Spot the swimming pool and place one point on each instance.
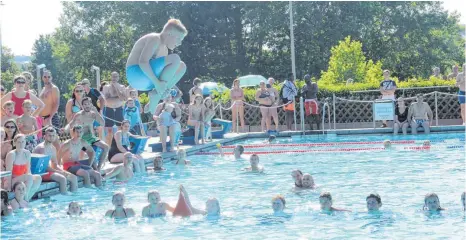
(401, 177)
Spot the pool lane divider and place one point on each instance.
(418, 148)
(321, 144)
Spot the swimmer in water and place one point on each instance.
(387, 144)
(74, 209)
(272, 139)
(278, 204)
(158, 164)
(426, 143)
(254, 160)
(325, 200)
(297, 176)
(432, 203)
(212, 205)
(120, 211)
(181, 158)
(463, 200)
(156, 207)
(308, 181)
(374, 202)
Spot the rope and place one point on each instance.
(321, 144)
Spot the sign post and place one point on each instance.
(383, 110)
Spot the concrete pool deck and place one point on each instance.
(51, 188)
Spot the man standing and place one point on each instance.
(420, 115)
(86, 118)
(50, 95)
(289, 92)
(387, 88)
(454, 73)
(115, 97)
(460, 83)
(311, 106)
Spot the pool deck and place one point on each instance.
(51, 188)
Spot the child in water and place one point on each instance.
(156, 207)
(325, 200)
(254, 161)
(181, 158)
(74, 209)
(432, 203)
(278, 204)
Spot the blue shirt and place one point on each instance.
(132, 115)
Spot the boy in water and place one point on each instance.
(374, 202)
(325, 200)
(254, 161)
(432, 203)
(9, 110)
(156, 207)
(27, 125)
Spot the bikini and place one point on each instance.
(126, 216)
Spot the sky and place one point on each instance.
(22, 21)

--*--

GIVEN INSTRUCTION:
Convert the records above into a two-column CSV with the headers "label" and "points". Give one row for each sentence that asks for points, followed by all of its points, with each field in double quotes, line breaks replaced by spaces, and the pictures left out.

COMPLETE ANSWER:
label,points
"Spot the swimming pool and place one point on each instance.","(401, 177)"
"Spot the pool lane divider and place one point on each instance.","(418, 148) (321, 144)"
"Spot the swimmer in water and place one point on each instance.","(387, 144) (74, 209) (272, 139) (278, 204) (158, 164) (426, 143) (254, 160) (325, 200) (297, 176) (432, 203) (212, 205) (120, 211) (181, 158) (463, 200) (156, 207) (308, 181) (374, 202)"
"Spot the rope and place one point on each instance.","(321, 144)"
"Spot the sign post and place one point on each instance.","(383, 110)"
"Spot the concrete pool deck and place one point on each instance.","(51, 188)"
"Spot the man standing and place one point on each instance.","(420, 115) (86, 118) (50, 95) (289, 92) (387, 88) (454, 73) (115, 97) (460, 83) (311, 106)"
"Spot the pool deck and place one point on each instance.","(51, 188)"
"Spot the child in water and place one point on each instance.","(156, 207) (325, 200) (254, 161) (181, 158) (74, 209) (432, 203) (278, 204)"
"Spot the blue shirt and place one point on each instance.","(132, 115)"
"Spot the boy in water and place one point on each instance.","(374, 202) (325, 200) (254, 161) (432, 203) (9, 110) (156, 207) (27, 125)"
"Spot the bikini and place one point on each instance.","(126, 216)"
"Spot the sky and place one point on each instance.","(22, 21)"